Pick out every line in the entries below that contains the string "kitchen", and copy each of those lines in full.
** start of Raw data **
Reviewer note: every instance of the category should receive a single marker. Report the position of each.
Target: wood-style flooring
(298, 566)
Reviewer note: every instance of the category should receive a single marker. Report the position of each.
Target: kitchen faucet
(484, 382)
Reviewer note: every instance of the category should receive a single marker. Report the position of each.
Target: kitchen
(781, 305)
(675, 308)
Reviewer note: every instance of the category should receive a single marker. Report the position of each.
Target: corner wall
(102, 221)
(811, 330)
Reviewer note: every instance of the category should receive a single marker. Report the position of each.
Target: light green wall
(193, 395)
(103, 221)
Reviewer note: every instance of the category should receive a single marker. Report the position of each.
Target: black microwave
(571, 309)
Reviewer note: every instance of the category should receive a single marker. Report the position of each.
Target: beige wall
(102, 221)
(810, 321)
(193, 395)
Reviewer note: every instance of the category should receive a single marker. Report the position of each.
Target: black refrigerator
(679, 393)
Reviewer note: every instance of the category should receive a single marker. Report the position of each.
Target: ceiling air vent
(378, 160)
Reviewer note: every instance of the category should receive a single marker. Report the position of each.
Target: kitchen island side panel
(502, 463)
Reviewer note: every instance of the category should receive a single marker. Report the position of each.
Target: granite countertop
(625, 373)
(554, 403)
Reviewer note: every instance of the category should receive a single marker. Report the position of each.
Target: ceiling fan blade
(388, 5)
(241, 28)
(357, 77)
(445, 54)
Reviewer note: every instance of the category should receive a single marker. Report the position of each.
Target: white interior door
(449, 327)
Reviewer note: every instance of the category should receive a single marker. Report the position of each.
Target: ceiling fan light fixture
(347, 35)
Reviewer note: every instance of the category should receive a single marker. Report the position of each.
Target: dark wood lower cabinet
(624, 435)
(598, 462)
** end of Raw data **
**Full response:**
Target: kitchen faucet
Target: kitchen
Target: kitchen island side panel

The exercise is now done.